**Reading text:**
** start **
The opinion of the court was delivered by: Gary S. Austin United States Magistrate Judge


Findings and Recommendations Following Screening of Complaint Plaintiff DeMarquis Sillemon is a state prisoner proceeding pro se and in forma pauperis in this civil rights action pursuant to 42 U.S.C. § 1983.

I. Screening Requirement

The Court is required to screen complaints brought by prisoners seeking relief against a governmental entity or officer or employee of a governmental entity. 28 U.S.C. § 1915A(a). The Court must dismiss a complaint or portion thereof if the prisoner has raised claims that are legally "frivolous or malicious," that fail to state a claim upon which relief may be granted, or that seek monetary relief from a defendant who is immune from such relief. 28 U.S.C. § 1915A(b)(1),(2). "Notwithstanding any filing fee, or any portion thereof, that may have been paid, the Court shall dismiss the case at any time if the Court determines that... the action or appeal... fails to state a claim upon which relief may be granted." 28 U.S.C. § 1915(e)(2)(B)(ii).

"Rule 8(a)'s simplified pleading standard applies to all civil actions, with limited exceptions," none of which applies to section 1983 actions. Swierkiewicz v. Sorema N. A., 534 U.S. 506, 512 (2002); Fed. R. Civ. P. 8(a). Pursuant to Rule 8(a), a complaint must contain "a short and plain statement of the claim showing that the pleader is entitled to relief...." Fed. R. Civ. P. 8(a). "Such a statement must simply give the defendant fair notice of what the plaintiff's claim is and the grounds upon which it rests." Swierkiewicz, supra, 534 U.S. at 512. A court may dismiss a complaint only if it is clear that no relief could be granted under any set of facts that could be proved consistent with the allegations. Id. at 514. "'The issue is not whether a plaintiff will ultimately prevail but whether the claimant is entitled to offer evidence to support the claims. Indeed it may appear on the face of the pleadings that a recovery is very remote and unlikely but that is not the test.'" Jackson v. Carey, 353 F.3d 750, 755 (9th Cir. 2003) (quoting Scheuer v. Rhodes, 416 U.S. 232, 236 (1974)); see also Austin v. Terhune, 367 F.3d 1167, 1171 (9th Cir. 2004) ("'Pleadings need suffice only to put the opposing party on notice of the claim....'"), quoting Fontana v. Haskin, 262 F.3d 871, 977 (9th Cir. 2001). However, "the liberal pleading standard... applies only to a plaintiff's factual allegations." Neitzke v. Williams, 490 U.S. 319, 330 n. 9 (1989). "[A] liberal interpretation of a civil rights complaint may not supply essential elements of the claim that were not initially pled." Bruns v. Nat'l Credit Union Admin., 122 F.3d 1251, 1257 (9th Cir. 1997), quoting Ivey v. Bd. of Regents, 673 F.2d 266, 268 (9th Cir. 1982).
** end **
**Problems:**
a. Answer these questions using the court opinion:
(i) Who delivered the opinion?
(ii) Under which statute is the civil rights action brought?
(iii) In what year was Neitzke v. Williams decided?
b. Do these statements agree with the court opinion? Answer yes or no for each, and quote the words that decide it.
(i) The plaintiff is a federal prisoner.
(ii) Paying a filing fee keeps the Court from dismissing a case that fails to state a claim.
(iii) The liberal pleading standard covers only a plaintiff's factual allegations.
Answer from the court opinion alone, without outside knowledge.

**Collected material:**
** start **
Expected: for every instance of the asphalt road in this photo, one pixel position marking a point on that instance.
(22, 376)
** end **
**Solutions per task:**
a.
(i) Gary S. Austin, United States Magistrate Judge
(ii) 42 U.S.C. § 1983
(iii) 1989

b.
(i) No: "is a state prisoner"
(ii) No: "Notwithstanding any filing fee, or any portion thereof, that may have been paid, the Court shall dismiss the case at any time"
(iii) Yes: "the liberal pleading standard... applies only to a plaintiff's factual allegations."